Attending a hearing

How you can observe a hearing

Fitness to practise hearings are held in London, Cardiff, Edinburgh, Belfast and other locations across the UK.

Hearings are held in public, however, the panel may agree to hold parts of or all of the case in private, to protect the anonymity of the alleged victim, or if confidential medical evidence is shared. In cases where a nurse or midwife’s fitness to practise is alleged to be impaired by reason of health then the hearing will be held in private due to the confidential nature of these cases.

Observing a hearing

Members of the public are usually allowed to observe our hearings. Anyone wishing to do so can view a schedule of upcoming hearings on our website.

Hearings can be subject to sudden cancellation or postponement and in certain instances part or all of a case may be heard in private. If you have a particular preference for a case, we advise that you contact us the day before your attendance.

§ Supplied information

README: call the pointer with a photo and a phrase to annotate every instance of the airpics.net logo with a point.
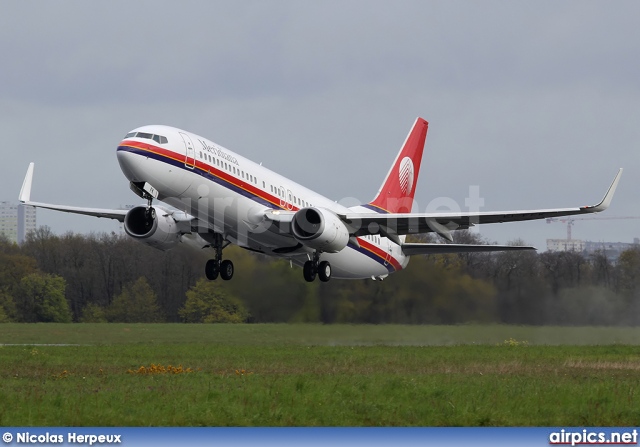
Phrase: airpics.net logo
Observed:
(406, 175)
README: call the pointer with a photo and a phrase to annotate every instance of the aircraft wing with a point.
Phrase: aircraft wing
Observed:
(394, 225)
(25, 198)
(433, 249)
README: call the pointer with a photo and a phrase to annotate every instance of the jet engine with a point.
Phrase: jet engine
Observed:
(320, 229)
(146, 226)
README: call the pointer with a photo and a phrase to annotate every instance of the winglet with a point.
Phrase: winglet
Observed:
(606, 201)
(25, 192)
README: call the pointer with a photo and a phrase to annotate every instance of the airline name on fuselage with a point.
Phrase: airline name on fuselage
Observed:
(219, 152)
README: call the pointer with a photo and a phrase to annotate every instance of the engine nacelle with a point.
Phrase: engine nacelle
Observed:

§ What to work on
a: In the text on attending a hearing, why is a hearing held in private when a nurse or midwife's fitness to practise is said to be impaired by reason of health?
b: Transcribe the stretch of the text on attending a hearing from "Attending a hearing" through "across the UK.".
c: Carry the text on attending a hearing forward from where it stops.

§ Responses in order
a: Because of the confidential nature of these cases.

b:
Attending a hearing

How you can observe a hearing

Fitness to practise hearings are held in London, Cardiff, Edinburgh, Belfast and other locations across the UK.

c:
Places are allocated on a first come, first served basis. Because of security requirements and health and safety restrictions, there can only be a maximum of 10 observers in each hearing room.

If your chosen hearing is unavailable, we will try to find another hearing for you to observe. Please note however, that this may not always be possible and you may be required to wait.

You can find directions to our main hearing venues on our website. When you arrive please speak with reception staff and they can direct you as appropriate.

Group observations

We request that groups of five or more observers book before attending. This will assist us in ensuring space is available to accommodate. If you would like to make a group booking please fill out an attendance form.

Please call the day before the hearing to confirm your booking on 020 7462 5800 or 020 7462 5801.

Hearing times

Our hearings normally start at 09:30 (09:00 for interim order hearings) and finish at 17:30. Observers are free to enter and leave the hearing room at any time during the proceedings, provided the case is not in private session.

What to expect

Like most legal proceedings, attending a case requires a lot of waiting. Whenever the panel deliberates, the case will go into private session and attendees will be asked to leave the hearing room. There are several intervals throughout the day. In these intervals, we can allocate you to another case upon your request. However, this is not always possible and you may have to wait.

Please dress appropriately, as these are formal proceedings.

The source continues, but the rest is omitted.